» **GOAL**
Copy each of the records below line for line, changing nothing.

» **LISTED ENTRIES**
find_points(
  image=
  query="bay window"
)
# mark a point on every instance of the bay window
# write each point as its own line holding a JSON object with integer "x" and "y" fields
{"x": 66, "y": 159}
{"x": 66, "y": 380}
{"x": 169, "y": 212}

» **TASK ANSWER**
find_points(
  image=
  query="bay window"
)
# mark a point on every instance of the bay window
# write each point as its own line holding a JSON object with integer "x" and "y" fields
{"x": 66, "y": 159}
{"x": 66, "y": 380}
{"x": 169, "y": 212}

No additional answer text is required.